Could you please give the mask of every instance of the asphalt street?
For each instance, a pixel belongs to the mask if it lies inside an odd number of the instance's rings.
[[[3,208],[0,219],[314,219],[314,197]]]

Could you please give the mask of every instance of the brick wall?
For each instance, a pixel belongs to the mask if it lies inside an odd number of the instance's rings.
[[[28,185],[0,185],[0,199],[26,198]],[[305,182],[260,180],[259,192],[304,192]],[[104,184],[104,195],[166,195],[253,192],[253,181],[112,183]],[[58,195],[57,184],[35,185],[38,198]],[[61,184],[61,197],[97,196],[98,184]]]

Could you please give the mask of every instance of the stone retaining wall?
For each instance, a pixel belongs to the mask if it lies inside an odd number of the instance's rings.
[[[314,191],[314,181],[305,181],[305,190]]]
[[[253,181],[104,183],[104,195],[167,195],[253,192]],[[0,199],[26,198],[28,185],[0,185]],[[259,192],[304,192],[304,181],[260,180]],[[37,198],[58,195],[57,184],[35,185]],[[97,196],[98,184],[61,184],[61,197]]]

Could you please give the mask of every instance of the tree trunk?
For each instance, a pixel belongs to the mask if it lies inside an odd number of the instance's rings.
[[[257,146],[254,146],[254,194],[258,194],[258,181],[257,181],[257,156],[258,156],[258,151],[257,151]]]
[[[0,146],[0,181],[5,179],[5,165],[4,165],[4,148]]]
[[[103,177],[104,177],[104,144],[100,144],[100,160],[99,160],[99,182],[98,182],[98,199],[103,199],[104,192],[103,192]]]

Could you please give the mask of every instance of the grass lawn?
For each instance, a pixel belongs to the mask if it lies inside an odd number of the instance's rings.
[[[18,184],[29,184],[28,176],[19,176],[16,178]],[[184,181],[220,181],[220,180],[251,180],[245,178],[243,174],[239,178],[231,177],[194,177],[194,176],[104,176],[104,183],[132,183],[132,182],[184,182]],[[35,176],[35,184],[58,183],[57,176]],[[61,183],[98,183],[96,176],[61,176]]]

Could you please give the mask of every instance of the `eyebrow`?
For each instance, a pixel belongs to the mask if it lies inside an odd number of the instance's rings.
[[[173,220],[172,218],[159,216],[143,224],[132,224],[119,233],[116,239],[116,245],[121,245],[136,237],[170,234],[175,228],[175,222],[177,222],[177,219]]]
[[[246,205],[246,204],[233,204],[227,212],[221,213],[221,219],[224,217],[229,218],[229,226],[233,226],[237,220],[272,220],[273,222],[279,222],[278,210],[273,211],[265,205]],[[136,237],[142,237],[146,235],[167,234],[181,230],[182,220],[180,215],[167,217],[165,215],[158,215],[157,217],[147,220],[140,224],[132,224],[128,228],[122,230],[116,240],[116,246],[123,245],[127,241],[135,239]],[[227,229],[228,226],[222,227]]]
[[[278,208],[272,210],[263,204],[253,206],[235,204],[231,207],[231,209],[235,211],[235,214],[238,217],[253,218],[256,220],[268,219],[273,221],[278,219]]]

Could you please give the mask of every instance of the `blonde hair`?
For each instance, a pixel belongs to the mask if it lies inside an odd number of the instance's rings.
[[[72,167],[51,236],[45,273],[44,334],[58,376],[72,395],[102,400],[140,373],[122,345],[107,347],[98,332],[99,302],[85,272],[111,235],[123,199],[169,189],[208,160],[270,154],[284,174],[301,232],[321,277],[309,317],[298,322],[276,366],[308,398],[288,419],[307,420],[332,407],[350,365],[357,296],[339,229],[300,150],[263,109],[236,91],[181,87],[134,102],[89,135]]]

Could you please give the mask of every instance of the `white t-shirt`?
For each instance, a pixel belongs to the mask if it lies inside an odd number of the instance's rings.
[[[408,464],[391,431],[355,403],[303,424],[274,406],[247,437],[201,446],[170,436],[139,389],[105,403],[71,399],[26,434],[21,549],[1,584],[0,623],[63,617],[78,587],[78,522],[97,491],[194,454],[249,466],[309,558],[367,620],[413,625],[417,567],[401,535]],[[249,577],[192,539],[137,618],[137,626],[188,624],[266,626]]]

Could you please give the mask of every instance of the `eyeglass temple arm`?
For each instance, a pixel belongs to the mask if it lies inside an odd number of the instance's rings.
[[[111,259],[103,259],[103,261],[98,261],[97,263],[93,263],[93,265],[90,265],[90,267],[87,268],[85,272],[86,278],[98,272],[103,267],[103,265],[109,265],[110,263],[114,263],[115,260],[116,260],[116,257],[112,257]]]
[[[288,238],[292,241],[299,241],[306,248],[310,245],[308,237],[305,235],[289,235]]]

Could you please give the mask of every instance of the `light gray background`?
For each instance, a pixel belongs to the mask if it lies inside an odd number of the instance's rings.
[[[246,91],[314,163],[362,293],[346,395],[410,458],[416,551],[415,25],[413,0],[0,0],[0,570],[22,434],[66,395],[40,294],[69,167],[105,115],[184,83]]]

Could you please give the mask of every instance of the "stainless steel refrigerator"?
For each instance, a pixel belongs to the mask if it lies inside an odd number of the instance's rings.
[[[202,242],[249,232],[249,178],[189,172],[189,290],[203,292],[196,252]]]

* * * * *

TASK STATEMENT
Reproduce every line from the listing above that holds the word "wall".

RESPONSE BELOW
Could you please give the mask of every instance of the brick wall?
Could you please give the mask of every instance of the stone retaining wall?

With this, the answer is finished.